> [Problem requirements]: Below are some records. Quote exactly the lines from the one that contains "Task: locate the oar shaft, dropping" through the last, both included, and leave out the pictures.

> [Input]:

====

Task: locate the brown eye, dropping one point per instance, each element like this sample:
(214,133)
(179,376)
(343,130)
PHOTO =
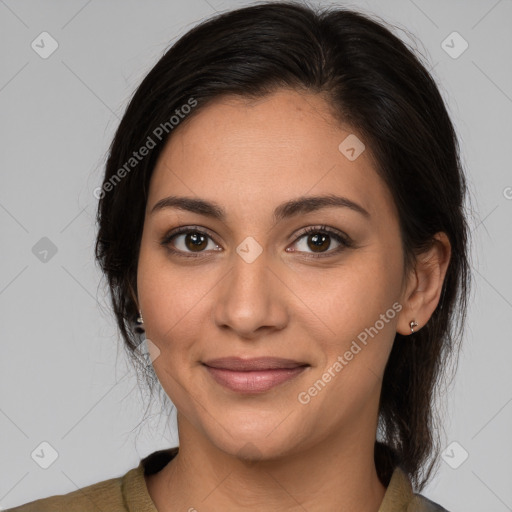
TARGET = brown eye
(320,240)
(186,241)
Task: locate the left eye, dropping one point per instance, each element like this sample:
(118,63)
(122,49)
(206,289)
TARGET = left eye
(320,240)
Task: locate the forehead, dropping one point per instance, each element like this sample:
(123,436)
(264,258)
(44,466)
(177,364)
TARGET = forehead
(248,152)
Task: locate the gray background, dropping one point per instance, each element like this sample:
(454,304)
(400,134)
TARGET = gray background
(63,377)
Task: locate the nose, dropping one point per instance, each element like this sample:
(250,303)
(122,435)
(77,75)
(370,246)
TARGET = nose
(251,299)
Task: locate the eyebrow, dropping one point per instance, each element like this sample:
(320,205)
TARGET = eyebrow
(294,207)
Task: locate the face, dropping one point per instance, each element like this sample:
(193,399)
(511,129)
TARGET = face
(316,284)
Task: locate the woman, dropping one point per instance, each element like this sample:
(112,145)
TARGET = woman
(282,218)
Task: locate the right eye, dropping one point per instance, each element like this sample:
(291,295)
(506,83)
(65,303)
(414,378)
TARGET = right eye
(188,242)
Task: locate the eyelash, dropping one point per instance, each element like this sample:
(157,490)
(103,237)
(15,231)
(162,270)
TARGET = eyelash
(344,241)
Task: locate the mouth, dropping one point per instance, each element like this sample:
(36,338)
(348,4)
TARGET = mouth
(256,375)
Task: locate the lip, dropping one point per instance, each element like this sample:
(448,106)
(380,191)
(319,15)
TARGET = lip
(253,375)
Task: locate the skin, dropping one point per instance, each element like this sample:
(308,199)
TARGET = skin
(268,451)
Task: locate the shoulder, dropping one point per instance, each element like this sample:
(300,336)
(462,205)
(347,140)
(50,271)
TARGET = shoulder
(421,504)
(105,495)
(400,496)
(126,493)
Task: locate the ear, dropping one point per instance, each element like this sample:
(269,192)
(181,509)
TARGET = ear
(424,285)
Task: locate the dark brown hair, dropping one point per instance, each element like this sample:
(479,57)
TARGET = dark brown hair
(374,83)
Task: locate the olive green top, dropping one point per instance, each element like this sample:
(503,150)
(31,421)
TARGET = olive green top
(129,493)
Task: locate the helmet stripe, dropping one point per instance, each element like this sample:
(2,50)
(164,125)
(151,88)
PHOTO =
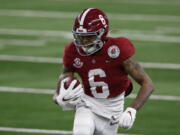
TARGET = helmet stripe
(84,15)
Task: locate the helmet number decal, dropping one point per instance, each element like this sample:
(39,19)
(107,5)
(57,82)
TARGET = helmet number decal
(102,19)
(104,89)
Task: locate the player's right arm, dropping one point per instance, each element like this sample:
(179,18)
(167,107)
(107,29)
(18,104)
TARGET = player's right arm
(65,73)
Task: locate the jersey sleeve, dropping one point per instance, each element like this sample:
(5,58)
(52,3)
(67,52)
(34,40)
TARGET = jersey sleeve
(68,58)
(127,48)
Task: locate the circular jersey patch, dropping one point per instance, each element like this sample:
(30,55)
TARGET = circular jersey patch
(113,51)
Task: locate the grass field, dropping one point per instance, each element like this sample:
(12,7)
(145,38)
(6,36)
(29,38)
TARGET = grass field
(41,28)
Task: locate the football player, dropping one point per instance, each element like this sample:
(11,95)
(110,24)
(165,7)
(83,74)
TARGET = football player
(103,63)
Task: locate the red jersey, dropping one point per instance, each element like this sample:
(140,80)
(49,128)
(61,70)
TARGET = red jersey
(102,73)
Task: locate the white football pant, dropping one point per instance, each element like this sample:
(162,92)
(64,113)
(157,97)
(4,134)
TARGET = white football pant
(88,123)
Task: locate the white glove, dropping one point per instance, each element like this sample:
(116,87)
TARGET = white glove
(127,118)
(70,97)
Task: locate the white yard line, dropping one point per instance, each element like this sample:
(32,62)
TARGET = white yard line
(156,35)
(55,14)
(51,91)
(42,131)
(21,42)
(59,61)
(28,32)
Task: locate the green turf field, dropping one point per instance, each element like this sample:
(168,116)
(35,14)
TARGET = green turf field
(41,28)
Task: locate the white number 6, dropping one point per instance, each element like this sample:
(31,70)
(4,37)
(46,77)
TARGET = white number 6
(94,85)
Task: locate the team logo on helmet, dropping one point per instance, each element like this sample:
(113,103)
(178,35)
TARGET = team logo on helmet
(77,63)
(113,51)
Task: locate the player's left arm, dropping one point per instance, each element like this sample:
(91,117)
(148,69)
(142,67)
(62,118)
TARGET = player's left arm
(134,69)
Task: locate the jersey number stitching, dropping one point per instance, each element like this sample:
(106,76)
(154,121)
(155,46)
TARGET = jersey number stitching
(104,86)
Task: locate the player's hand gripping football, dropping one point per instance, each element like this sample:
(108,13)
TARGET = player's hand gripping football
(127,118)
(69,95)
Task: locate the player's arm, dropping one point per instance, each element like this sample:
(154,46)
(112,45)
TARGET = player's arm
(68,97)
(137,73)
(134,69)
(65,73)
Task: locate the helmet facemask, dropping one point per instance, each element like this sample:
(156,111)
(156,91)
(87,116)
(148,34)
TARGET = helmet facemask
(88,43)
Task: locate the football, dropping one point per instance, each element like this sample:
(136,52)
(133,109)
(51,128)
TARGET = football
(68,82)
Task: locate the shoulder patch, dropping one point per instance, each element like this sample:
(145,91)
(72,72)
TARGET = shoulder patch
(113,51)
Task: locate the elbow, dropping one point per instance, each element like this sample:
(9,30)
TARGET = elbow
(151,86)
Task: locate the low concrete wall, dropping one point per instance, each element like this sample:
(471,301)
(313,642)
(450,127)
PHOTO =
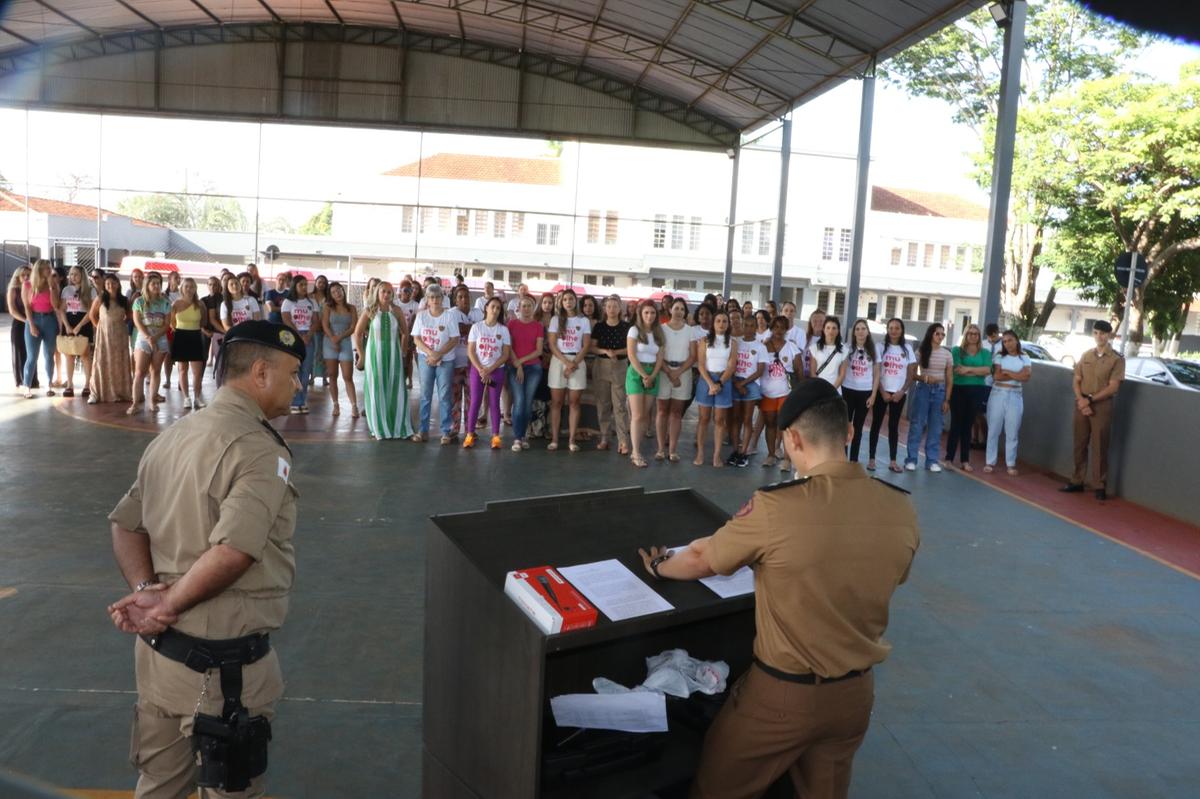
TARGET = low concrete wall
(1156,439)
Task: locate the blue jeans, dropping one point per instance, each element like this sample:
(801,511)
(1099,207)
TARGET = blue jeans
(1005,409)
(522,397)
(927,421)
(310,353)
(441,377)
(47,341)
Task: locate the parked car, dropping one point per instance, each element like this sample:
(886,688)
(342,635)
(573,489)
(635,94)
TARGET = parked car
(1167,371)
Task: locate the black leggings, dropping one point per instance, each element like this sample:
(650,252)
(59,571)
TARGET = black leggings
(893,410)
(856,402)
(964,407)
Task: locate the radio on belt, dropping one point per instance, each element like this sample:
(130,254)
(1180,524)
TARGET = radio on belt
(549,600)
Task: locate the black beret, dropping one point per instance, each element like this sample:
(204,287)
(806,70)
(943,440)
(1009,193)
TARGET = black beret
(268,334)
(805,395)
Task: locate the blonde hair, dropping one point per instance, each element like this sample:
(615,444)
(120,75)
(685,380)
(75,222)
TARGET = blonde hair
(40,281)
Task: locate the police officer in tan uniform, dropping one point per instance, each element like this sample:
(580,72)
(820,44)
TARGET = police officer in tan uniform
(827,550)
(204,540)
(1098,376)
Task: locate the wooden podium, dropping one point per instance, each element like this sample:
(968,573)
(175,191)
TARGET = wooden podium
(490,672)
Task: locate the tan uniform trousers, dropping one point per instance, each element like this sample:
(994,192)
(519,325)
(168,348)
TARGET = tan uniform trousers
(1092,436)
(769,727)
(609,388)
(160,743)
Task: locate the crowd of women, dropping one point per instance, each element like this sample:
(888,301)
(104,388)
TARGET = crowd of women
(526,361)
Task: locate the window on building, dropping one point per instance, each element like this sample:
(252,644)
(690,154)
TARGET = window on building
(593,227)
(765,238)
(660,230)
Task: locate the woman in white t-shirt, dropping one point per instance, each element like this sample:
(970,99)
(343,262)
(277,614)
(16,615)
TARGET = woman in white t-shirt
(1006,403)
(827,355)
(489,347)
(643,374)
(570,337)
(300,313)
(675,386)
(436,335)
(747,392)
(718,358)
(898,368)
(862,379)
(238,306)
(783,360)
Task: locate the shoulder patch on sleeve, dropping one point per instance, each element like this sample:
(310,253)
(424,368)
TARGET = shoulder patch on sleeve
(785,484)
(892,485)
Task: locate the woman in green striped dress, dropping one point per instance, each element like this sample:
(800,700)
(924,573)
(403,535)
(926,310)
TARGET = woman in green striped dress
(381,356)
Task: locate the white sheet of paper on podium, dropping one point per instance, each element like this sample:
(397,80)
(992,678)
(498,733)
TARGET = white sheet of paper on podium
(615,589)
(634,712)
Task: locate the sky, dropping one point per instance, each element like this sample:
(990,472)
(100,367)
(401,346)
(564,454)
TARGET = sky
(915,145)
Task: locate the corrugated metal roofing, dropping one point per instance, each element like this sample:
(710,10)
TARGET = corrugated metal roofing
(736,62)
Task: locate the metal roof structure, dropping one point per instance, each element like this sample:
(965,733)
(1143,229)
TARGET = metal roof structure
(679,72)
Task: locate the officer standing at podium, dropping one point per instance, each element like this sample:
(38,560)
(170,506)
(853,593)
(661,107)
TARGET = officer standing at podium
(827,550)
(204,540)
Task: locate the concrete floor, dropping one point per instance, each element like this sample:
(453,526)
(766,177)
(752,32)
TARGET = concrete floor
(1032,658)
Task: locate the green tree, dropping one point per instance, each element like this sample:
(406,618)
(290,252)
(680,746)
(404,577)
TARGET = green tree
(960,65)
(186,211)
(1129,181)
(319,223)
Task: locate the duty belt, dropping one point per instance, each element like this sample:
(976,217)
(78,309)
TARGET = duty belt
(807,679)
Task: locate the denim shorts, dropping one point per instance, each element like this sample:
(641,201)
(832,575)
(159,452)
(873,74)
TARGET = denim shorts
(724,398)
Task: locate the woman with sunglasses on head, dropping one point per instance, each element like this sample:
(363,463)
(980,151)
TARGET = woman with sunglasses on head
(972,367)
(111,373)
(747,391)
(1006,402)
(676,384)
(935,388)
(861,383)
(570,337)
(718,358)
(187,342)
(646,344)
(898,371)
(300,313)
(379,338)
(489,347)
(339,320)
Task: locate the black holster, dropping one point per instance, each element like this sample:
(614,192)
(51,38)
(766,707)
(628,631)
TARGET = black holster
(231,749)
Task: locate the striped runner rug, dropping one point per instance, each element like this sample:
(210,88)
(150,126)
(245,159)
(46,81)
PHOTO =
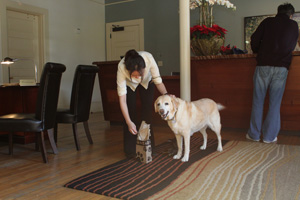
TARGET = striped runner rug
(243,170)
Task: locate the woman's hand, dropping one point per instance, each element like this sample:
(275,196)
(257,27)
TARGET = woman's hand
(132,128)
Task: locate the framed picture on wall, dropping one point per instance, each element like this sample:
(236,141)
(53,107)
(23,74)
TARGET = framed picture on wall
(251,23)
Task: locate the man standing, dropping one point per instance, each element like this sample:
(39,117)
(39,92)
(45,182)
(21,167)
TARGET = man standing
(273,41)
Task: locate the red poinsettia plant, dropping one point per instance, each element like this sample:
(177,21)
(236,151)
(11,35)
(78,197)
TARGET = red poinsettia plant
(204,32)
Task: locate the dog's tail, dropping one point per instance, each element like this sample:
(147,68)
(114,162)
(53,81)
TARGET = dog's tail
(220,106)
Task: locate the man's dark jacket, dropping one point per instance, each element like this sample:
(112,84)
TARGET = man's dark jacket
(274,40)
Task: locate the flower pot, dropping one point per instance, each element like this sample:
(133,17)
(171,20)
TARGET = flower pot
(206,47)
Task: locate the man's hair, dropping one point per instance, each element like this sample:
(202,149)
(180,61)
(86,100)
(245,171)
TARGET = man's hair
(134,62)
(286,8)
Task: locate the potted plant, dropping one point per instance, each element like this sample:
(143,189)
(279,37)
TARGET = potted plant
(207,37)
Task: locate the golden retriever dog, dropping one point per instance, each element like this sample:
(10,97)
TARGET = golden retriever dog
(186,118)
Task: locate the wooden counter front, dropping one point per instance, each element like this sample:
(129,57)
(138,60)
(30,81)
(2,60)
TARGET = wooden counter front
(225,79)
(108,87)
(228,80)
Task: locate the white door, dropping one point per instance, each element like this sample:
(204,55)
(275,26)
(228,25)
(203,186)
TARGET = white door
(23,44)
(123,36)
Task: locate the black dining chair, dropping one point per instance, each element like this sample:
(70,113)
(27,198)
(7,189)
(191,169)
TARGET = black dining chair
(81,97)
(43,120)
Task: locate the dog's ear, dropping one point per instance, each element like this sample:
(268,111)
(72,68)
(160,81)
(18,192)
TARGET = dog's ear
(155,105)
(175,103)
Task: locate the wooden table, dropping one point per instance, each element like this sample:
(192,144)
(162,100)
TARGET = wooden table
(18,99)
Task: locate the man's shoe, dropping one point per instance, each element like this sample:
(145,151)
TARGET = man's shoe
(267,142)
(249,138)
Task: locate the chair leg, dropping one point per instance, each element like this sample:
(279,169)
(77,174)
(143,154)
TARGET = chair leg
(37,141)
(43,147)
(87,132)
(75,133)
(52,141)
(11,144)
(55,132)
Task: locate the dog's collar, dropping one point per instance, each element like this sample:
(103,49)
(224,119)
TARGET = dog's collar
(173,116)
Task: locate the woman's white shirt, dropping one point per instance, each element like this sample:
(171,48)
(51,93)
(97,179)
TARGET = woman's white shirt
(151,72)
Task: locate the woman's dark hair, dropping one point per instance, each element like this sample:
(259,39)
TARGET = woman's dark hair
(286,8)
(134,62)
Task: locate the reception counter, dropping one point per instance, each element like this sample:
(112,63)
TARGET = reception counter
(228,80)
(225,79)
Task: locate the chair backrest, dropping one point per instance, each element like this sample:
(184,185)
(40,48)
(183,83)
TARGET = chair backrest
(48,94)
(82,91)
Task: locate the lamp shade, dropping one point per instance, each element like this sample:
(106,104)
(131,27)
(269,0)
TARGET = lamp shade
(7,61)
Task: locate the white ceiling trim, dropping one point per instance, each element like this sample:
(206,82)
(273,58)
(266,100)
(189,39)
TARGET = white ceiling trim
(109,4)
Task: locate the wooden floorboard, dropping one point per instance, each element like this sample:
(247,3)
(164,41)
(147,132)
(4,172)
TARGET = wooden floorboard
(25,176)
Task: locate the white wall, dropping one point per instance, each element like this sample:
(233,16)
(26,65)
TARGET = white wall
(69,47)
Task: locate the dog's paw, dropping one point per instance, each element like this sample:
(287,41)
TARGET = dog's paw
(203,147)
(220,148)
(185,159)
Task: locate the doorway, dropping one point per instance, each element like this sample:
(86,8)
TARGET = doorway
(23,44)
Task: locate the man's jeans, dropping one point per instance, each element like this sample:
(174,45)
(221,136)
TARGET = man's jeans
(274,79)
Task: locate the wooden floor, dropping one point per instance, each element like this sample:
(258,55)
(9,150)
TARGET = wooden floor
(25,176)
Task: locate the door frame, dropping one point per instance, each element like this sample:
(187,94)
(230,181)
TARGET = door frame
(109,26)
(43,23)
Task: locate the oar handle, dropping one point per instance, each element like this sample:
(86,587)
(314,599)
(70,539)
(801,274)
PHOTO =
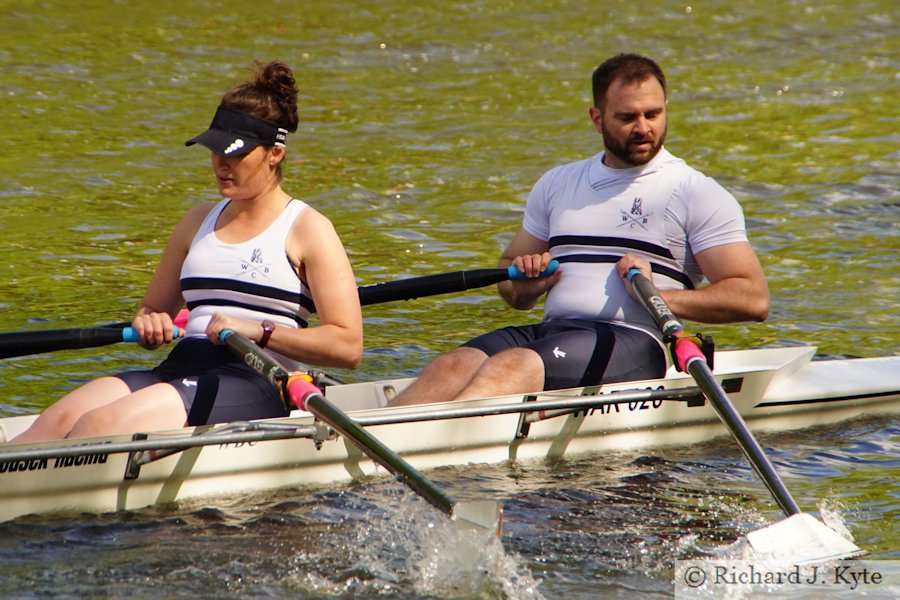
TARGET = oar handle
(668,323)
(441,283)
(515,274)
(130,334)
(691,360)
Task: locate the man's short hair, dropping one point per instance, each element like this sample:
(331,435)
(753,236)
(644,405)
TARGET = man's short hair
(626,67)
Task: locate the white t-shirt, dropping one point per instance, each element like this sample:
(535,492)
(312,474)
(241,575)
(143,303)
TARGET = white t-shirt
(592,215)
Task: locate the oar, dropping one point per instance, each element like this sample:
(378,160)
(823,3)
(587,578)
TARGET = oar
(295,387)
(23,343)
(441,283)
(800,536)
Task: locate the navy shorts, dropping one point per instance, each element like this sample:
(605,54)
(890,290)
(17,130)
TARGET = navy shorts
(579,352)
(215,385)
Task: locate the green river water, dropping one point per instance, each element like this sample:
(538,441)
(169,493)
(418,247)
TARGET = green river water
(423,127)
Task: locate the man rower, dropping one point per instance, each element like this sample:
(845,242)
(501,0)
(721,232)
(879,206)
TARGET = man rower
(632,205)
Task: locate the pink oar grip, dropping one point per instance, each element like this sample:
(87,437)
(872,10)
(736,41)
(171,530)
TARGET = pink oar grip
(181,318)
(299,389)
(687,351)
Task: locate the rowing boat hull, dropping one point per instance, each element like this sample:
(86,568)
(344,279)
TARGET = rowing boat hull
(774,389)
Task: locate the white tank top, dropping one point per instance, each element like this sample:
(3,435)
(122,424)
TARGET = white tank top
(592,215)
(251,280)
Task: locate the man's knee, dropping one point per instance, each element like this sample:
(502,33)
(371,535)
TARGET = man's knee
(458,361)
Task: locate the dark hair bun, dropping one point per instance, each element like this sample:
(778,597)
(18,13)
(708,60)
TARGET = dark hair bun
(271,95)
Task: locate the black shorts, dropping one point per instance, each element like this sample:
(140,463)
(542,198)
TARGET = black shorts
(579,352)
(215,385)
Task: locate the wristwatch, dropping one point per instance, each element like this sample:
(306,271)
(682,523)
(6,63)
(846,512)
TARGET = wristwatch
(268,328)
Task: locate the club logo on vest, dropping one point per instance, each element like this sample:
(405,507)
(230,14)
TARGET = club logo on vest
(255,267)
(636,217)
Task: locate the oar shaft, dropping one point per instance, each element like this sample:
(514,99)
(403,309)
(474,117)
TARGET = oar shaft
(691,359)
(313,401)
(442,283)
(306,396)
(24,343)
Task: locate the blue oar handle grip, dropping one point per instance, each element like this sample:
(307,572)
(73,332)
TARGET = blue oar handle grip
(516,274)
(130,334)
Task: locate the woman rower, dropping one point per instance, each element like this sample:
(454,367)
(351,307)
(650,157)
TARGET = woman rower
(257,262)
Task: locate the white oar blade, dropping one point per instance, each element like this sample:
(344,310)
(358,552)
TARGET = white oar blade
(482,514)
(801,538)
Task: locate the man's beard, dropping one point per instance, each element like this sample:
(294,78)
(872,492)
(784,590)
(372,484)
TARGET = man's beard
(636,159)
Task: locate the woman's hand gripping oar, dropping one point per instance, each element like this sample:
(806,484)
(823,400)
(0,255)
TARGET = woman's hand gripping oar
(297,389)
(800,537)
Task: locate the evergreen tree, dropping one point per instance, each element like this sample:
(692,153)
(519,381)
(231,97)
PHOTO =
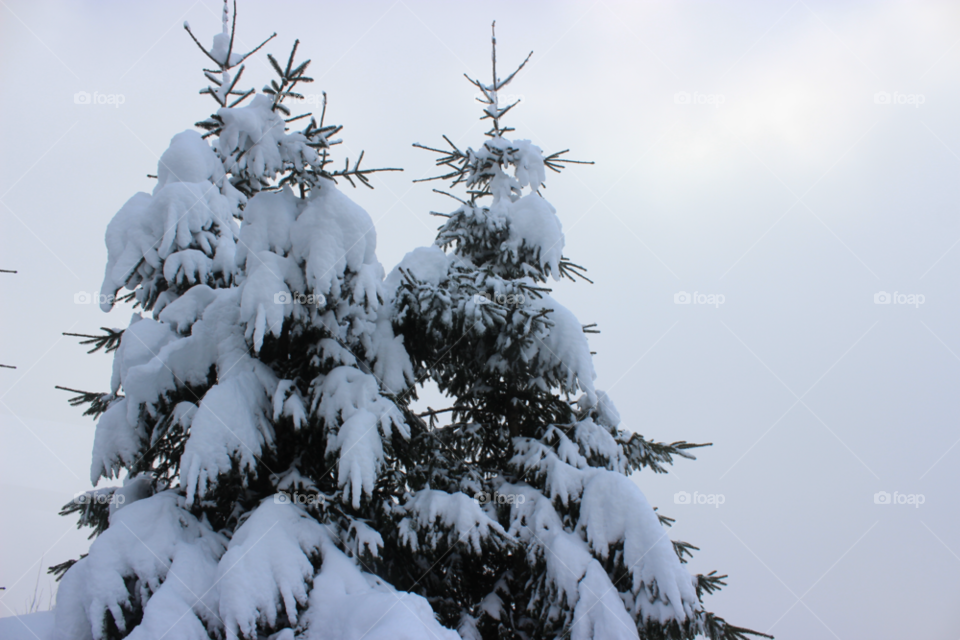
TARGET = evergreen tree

====

> [Full answer]:
Task: locate the oar shaft, dropping one point per instance, each element like this sample:
(514,99)
(403,309)
(474,117)
TARGET = oar shaft
(691,359)
(313,401)
(442,283)
(306,396)
(24,343)
Task: locate the blue oar handle grip, dropping one point per instance, each element like this sample:
(307,572)
(73,332)
TARGET = blue oar handle grip
(516,274)
(130,334)
Task: locate the woman rower, dropping one point per instance, each element like this sample:
(454,367)
(351,307)
(650,157)
TARGET = woman rower
(257,262)
Task: locate the white oar blade, dropping one point per instance, each element like this sample:
(344,310)
(358,552)
TARGET = white oar blade
(482,514)
(801,538)
Task: locate the man's beard, dropping one point per instance, each element like this sample:
(294,78)
(872,492)
(784,590)
(372,484)
TARGET = man's beard
(636,159)
Task: locate the woman's hand gripping oar, dropping one point per instance, each element like this sample:
(806,484)
(823,400)
(0,255)
TARGET = woman's hand gripping oar
(297,389)
(800,537)
Task: locate the evergreen tree, dropping one point per instance, each element like this sample:
(692,153)
(519,381)
(231,97)
PHOTO =
TARGET = evergreen tree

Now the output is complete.